- [EXERCISE GOAL]: Read the lines below, and copy any that contain the string "pedestrian".

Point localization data
%%

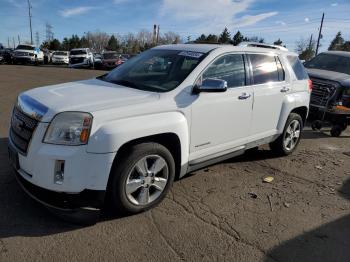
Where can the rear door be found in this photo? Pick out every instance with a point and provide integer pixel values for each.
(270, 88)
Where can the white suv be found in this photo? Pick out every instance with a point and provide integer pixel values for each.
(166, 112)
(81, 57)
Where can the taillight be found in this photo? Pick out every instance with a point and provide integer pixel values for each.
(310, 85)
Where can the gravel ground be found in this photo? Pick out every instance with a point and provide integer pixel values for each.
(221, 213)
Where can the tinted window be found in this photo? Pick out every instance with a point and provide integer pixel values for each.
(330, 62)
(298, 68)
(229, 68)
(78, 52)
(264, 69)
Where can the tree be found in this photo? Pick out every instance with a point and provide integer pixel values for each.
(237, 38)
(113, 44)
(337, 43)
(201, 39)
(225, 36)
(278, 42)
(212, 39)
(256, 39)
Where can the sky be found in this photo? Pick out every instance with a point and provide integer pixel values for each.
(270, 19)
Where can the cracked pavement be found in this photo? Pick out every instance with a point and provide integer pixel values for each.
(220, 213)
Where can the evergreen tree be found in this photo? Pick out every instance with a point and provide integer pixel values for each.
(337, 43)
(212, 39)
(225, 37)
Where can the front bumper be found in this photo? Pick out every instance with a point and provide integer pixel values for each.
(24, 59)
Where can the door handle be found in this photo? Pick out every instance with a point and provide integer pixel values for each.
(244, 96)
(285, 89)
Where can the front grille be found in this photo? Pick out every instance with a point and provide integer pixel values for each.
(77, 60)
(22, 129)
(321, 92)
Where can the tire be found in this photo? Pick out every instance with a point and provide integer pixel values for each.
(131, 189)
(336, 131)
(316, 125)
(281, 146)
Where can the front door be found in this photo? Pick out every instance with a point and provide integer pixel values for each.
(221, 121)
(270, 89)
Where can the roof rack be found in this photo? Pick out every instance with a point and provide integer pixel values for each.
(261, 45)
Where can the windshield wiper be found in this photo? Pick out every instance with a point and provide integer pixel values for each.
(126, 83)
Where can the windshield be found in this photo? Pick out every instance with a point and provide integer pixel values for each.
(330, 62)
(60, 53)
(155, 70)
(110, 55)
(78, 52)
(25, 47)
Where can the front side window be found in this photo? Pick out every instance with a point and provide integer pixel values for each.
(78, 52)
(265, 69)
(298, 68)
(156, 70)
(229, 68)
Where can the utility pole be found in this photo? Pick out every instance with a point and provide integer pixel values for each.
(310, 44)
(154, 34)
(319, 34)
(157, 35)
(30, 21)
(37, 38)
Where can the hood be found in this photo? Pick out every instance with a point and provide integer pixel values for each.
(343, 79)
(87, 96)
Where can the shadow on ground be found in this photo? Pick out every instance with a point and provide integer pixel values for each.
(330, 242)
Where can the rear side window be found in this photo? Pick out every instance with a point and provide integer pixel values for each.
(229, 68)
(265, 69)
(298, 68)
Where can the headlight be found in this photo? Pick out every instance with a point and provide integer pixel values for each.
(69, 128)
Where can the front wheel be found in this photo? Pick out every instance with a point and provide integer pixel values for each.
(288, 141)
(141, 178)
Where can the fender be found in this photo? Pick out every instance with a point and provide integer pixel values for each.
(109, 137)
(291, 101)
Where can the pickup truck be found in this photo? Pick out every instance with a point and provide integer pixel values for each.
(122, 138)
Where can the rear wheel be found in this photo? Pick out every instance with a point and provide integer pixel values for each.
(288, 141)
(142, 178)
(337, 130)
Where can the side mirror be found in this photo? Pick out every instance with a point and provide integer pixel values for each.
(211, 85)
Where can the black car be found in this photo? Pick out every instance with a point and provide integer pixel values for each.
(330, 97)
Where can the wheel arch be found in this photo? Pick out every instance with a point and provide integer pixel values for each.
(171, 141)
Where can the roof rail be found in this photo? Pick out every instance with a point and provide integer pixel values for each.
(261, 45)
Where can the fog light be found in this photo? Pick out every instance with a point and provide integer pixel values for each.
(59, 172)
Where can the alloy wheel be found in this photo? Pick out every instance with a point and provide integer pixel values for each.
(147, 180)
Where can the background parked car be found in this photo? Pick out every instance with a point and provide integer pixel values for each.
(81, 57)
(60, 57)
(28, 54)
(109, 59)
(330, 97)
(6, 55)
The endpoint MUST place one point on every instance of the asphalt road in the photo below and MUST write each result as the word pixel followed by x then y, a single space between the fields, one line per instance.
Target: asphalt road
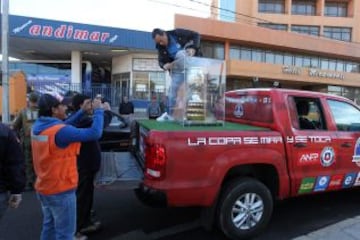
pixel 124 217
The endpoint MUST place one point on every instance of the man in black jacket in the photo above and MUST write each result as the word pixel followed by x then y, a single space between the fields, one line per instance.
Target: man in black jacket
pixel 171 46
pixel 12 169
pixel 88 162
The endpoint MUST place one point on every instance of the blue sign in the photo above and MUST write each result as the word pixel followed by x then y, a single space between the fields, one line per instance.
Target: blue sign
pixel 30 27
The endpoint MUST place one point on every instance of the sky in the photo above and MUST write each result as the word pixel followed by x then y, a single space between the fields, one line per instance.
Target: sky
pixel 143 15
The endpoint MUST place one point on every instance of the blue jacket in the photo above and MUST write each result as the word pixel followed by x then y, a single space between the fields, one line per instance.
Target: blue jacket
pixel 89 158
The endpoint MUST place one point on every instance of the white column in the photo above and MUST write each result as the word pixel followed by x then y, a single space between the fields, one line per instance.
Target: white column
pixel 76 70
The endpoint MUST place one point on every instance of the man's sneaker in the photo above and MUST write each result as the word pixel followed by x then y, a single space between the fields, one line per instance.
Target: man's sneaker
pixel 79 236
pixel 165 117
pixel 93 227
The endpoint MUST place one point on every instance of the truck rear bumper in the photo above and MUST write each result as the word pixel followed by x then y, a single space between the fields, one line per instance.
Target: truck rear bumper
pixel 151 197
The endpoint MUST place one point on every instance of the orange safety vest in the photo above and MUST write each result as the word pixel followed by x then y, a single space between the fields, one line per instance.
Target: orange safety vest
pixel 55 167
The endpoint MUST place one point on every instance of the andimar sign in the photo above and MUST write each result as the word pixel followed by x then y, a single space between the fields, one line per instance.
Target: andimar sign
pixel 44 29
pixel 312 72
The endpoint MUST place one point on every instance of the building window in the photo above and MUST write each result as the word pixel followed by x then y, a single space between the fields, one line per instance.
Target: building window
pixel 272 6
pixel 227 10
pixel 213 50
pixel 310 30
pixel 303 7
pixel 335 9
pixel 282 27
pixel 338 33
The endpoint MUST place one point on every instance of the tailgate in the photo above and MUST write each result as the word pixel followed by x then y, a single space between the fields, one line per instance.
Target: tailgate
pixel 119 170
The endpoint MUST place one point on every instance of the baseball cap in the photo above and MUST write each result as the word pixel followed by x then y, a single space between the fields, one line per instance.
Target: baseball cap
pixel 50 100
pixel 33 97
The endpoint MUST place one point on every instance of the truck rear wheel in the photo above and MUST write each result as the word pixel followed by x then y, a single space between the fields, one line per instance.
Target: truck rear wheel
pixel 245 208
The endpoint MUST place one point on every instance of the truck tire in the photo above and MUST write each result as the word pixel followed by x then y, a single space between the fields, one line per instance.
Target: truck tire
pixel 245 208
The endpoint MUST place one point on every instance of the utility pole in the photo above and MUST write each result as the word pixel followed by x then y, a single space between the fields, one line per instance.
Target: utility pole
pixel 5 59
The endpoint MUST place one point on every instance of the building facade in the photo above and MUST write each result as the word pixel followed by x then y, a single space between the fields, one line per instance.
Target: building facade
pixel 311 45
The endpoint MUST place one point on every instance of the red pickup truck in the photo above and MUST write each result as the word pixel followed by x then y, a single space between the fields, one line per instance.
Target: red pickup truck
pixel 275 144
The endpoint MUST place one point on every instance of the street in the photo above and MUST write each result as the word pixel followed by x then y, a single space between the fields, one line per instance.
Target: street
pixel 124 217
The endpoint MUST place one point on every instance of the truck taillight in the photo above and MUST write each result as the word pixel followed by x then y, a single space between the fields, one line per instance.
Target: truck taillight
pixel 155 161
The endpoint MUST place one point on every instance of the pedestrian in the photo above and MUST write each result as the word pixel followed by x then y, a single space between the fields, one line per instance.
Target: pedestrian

%%

- [RESPONSE AREA]:
The endpoint MUST place one point on every instance of the pedestrian in the photo above and MUST write each result as the word pixel followed by x then y, a single space between the fields, one line per instance.
Target: pedestrian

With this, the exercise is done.